- [Problem statement]:
Your task is to extract the lines from the one holding "Please place a point on the stainless steel oven" through the end of the material. Set them down exactly and add nothing.

- [Listing]:
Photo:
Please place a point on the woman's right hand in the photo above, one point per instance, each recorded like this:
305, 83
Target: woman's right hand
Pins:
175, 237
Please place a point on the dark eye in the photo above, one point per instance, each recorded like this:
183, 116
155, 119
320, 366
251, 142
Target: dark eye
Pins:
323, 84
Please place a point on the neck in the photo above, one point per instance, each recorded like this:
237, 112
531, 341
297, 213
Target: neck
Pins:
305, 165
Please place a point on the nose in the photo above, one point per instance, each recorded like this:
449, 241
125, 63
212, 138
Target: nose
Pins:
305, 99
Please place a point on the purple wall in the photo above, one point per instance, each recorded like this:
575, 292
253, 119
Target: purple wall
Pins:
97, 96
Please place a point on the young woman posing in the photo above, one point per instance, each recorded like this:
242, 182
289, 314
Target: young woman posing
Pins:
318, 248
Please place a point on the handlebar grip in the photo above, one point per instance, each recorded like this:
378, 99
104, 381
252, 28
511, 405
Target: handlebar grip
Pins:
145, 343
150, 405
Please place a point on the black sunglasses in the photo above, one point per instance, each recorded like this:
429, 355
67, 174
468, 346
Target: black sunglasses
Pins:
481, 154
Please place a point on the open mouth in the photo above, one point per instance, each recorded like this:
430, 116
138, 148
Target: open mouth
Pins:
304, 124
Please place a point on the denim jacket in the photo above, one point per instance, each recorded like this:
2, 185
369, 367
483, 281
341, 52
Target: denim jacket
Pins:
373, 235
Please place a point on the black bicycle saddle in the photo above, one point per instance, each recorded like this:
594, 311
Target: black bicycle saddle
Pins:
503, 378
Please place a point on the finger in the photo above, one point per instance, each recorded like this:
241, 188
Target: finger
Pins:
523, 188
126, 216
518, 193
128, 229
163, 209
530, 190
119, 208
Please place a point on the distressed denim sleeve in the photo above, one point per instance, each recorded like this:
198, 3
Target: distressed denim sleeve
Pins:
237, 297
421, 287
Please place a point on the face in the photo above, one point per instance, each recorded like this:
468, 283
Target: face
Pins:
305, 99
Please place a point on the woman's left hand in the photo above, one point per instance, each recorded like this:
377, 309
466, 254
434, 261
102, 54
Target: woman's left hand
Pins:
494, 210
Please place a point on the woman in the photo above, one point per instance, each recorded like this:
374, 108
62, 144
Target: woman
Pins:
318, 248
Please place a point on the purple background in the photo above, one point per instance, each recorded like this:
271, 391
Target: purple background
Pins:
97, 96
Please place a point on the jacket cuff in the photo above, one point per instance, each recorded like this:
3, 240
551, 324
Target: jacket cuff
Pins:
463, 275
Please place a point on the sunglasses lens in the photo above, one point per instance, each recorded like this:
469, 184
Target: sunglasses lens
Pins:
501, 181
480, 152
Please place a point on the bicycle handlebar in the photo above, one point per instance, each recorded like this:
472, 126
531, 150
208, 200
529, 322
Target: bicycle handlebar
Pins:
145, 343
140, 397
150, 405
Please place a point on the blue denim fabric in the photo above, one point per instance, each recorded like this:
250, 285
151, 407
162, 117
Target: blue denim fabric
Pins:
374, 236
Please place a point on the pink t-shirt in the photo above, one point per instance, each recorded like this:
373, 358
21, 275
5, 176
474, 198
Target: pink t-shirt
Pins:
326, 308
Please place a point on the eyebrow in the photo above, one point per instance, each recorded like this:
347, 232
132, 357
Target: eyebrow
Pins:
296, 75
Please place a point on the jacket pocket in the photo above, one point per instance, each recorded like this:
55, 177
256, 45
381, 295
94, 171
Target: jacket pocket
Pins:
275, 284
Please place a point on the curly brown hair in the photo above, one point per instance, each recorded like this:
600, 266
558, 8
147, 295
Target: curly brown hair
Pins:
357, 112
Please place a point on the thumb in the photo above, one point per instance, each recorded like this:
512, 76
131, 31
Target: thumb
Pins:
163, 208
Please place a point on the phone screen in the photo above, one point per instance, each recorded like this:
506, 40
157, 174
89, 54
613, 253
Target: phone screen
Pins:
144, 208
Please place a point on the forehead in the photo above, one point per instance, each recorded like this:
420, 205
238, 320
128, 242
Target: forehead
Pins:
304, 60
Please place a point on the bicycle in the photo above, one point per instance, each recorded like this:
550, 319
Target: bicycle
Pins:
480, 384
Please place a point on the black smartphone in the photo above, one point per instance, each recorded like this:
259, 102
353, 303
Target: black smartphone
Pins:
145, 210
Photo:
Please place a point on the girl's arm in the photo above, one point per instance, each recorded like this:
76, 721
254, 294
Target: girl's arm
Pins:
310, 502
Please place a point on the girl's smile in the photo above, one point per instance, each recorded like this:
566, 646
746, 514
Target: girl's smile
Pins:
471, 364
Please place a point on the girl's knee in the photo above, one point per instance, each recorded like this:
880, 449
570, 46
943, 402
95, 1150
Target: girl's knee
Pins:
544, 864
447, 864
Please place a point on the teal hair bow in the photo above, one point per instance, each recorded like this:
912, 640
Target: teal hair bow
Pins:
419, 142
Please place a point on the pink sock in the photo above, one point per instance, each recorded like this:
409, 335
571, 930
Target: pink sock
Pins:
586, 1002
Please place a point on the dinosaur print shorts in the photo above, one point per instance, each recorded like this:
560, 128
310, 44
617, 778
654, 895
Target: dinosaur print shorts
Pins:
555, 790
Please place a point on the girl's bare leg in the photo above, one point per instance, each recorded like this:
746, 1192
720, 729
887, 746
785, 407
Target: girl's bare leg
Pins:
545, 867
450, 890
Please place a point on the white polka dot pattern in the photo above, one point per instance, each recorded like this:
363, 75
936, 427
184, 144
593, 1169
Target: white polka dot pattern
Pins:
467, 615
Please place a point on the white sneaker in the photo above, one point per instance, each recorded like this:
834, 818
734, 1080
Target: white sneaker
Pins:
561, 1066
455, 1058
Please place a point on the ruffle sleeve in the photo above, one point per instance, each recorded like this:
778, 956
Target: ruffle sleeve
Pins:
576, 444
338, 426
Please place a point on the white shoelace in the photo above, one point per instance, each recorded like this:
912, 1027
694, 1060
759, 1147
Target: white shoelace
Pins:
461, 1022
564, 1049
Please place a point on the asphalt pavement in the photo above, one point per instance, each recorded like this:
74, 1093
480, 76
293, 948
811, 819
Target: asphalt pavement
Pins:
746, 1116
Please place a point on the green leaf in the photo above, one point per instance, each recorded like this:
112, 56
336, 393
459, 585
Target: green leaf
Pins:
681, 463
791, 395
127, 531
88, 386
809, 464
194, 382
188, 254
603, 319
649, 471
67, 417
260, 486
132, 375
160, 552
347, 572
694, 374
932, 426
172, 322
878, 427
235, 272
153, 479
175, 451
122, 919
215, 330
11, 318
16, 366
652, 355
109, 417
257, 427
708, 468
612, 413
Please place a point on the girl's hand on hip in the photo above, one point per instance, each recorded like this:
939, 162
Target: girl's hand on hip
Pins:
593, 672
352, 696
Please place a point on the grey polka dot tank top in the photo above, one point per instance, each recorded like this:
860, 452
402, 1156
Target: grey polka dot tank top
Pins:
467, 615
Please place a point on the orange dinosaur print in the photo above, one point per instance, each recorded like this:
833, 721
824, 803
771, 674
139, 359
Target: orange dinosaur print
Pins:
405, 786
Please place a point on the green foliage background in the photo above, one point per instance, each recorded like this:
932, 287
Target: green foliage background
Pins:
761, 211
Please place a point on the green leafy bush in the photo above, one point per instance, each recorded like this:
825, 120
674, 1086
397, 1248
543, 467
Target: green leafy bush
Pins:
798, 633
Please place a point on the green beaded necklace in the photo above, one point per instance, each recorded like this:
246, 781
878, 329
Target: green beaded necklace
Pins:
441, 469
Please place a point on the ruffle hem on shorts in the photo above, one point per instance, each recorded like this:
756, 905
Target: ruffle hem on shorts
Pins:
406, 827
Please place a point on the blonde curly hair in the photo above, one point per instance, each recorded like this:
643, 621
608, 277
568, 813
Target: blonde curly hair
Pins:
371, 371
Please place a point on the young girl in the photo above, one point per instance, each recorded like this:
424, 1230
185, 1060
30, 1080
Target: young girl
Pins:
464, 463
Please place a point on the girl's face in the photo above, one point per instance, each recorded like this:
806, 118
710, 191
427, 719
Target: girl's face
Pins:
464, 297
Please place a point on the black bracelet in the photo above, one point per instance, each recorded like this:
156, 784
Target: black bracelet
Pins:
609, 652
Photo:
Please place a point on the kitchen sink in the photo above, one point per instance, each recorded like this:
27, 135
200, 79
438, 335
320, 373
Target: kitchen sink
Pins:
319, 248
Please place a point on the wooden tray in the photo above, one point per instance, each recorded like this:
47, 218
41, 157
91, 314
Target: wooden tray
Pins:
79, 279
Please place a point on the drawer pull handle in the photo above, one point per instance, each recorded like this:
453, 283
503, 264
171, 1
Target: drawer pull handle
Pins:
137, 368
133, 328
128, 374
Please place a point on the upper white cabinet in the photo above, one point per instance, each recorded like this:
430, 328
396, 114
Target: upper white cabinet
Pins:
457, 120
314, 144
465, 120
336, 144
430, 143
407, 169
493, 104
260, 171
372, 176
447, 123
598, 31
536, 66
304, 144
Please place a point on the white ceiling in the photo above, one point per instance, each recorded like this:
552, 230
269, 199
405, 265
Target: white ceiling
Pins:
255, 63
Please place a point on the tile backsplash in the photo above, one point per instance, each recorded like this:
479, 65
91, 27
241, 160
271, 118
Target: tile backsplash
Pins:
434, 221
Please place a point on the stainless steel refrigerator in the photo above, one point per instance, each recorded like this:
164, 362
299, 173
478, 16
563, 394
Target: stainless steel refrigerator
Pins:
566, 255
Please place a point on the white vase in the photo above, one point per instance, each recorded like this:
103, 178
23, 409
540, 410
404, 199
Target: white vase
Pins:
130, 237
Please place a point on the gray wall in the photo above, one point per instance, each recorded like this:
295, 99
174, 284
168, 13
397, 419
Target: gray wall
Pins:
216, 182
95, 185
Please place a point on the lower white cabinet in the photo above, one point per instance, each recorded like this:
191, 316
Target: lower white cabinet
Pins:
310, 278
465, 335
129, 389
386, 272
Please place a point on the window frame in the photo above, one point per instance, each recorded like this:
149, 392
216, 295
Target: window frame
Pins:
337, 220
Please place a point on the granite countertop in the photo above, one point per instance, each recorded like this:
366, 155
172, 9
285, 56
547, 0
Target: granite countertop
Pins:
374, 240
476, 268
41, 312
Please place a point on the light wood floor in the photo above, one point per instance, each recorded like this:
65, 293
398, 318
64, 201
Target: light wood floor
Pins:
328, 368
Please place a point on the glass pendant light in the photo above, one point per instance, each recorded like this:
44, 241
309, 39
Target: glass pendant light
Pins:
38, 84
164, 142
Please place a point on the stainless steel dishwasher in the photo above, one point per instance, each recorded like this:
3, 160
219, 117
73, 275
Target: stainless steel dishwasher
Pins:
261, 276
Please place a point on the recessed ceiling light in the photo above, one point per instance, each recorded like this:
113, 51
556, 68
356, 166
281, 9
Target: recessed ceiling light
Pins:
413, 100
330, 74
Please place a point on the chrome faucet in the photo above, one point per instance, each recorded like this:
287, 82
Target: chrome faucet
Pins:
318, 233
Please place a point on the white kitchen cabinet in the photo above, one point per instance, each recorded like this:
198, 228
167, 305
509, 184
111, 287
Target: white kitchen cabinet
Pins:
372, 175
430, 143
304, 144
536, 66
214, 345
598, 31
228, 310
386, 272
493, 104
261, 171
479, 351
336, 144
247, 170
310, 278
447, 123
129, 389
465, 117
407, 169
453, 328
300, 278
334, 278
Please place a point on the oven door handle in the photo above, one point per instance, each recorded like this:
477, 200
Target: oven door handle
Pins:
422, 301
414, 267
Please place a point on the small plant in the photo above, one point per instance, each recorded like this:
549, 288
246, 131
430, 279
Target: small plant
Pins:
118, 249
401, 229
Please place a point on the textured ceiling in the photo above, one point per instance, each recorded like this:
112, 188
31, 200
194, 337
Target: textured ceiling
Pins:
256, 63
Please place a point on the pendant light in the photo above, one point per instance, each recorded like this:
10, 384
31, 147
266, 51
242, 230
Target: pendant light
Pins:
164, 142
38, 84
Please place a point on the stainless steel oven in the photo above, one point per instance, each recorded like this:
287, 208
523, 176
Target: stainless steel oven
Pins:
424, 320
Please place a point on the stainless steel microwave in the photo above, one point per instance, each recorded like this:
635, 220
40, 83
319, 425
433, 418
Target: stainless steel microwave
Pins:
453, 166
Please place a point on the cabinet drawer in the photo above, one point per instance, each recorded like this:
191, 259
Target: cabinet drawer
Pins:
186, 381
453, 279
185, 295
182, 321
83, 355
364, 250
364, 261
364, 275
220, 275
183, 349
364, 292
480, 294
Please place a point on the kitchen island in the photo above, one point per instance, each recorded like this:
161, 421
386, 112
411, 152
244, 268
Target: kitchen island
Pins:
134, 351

- [Response]:
Please place a point on the stainless steel oven in the photo above, one point per instance, each recorded like this:
287, 208
523, 176
Target: stainless steel oven
Pins:
424, 320
Please place a point on the stainless steel microwave in the photo above, one point per instance, each recorded like this:
635, 220
40, 83
319, 425
433, 418
Target: stainless steel microwave
Pins:
453, 166
Please place a point on the cabinet drawer in the photo above, one point per instance, each recorded like this:
191, 259
Target: cabinet drawer
Pins:
186, 381
453, 279
185, 295
182, 321
83, 355
364, 250
364, 261
364, 275
220, 275
183, 349
364, 292
480, 294
Please place a point on the kitchen island in the photo above, one point per instance, each recorded like this:
161, 421
386, 112
411, 152
244, 268
Target: kitchen island
Pins:
134, 351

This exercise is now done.